> [Excerpt provided]

Saved from ruin some years ago this lovely old boozer has real character and could well be in Highgate or Islington instead of, technically I think, West Norwood. Renaissance Pubs has done it out nicely in Gastro Pub, the new paint from Farrow and Ball, and it has a decent outside area for smoking, a garden and plenty of space to park prams. One of which is quite important to me.

The menu is compact, which is never a bad thing, and the wait staff the cheerful non-professionals who are the life blood of these kinds of places. Of course this means they forget things, such as asking us if we wanted bread for example.

The menu had novelty on offer, such as mackerel and sun-dried tomato on sour dough bruschetta and ham-hock and chicken croquettes with piccalilli, but I went for squid and cuttlefish with fennel and chorizo. P for the goat’s cheese pannacotta with beetroot crisps and caponata. ‘It sounds different,’ she said, still vaguely looking around for the non-existent bread.

> [Given task A] Please condense the paragraph of the pub review beginning "Saved from ruin some years ago" into a short bulleted list that keeps its main facts.
> [Given task B] Carry on the pub review from its final sentence, keeping the same voice.

> [Records provided]
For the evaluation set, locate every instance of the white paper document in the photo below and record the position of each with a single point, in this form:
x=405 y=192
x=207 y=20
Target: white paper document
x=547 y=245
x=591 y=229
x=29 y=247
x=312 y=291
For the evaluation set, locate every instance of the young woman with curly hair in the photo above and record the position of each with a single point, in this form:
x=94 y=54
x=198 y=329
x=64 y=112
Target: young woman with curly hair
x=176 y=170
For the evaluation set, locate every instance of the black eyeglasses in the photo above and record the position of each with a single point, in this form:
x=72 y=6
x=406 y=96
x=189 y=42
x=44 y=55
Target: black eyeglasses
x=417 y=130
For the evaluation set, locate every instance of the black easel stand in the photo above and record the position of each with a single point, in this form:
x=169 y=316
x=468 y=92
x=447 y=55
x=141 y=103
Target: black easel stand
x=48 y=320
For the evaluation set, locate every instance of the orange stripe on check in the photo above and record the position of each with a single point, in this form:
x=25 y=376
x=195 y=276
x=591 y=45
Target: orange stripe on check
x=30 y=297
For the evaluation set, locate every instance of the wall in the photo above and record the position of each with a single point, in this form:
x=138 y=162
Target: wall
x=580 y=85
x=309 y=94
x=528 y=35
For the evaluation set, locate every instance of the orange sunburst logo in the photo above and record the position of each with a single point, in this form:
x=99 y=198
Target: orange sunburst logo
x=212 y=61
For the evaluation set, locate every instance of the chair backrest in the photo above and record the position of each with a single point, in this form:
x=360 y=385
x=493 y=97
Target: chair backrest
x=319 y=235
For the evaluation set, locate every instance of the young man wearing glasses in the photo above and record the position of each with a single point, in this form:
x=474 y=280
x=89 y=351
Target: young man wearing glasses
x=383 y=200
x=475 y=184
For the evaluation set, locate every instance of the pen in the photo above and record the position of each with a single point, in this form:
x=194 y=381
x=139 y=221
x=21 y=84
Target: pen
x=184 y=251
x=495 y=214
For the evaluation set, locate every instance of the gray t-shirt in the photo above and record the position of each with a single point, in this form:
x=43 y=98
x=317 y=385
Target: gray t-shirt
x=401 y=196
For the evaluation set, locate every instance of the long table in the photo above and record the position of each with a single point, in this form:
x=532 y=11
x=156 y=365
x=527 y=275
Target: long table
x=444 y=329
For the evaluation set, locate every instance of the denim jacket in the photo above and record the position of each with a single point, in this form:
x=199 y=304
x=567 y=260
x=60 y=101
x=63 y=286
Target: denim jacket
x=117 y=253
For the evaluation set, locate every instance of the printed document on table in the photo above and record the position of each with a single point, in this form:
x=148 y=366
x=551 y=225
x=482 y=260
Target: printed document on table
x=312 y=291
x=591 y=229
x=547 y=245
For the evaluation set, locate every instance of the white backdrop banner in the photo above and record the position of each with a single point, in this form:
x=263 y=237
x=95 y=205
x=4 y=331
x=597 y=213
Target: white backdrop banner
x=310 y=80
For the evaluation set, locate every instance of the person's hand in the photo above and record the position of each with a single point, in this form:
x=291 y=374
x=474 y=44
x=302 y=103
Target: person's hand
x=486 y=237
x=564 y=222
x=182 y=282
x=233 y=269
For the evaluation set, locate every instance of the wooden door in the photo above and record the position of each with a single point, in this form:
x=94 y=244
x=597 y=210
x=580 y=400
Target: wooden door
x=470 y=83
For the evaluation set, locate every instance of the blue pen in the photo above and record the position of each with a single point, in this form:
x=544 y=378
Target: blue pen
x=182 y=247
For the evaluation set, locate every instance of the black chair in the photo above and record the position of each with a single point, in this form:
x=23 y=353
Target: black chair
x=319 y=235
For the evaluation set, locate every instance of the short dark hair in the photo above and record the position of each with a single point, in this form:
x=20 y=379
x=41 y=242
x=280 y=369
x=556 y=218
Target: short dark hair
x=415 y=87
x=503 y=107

> [Response A]
- An old pub with real character, saved from ruin some years ago
- Could pass for a Highgate or Islington pub, though the reviewer believes it is technically in West Norwood
- Refitted by Renaissance Pubs in gastro-pub style, with new Farrow and Ball paint
- Has a decent outside area for smoking, a garden, and plenty of space to park prams, one of which matters a lot to the reviewer

> [Response B]
Starters appeared almost instantaneously, never a good sign in my book, and so it proved. The squid and cuttlefish were tender but fridge-cold and the chorizo, bizarrely, had been nowhere near a hot pan, just chunked up and thrown in.

Chorizo won’t kill you served ‘raw’ but I might if you try to serve it to me. This prince of pork product needs to be sizzled to give it texture and, most importantly, to release its spicy golden oil. If the kitchen had taken the time to do that simple thing, it would have vastly improved the dish, taking the mortuary chill off and punching in real flavours.

The Pannacotta and caponata dish was actually rather good though, with the cheese delicate and the caponata tautly tart, P’s only complaint being the silly-large plate it came on and the sad three slices of supermarket baguette on the side. Better presentation and this starter could have been super.

Fortunately all this pre-prepared starters meant the kitchen was saving its big guns to devote resources to the mains. First up was sea bass seared in a Josper grill, that ultra-hot ‘oven’ that cooks in seconds. It’s ideal for steaks but a bit risky for delicates, the chances of the fish going up in flames must be very high.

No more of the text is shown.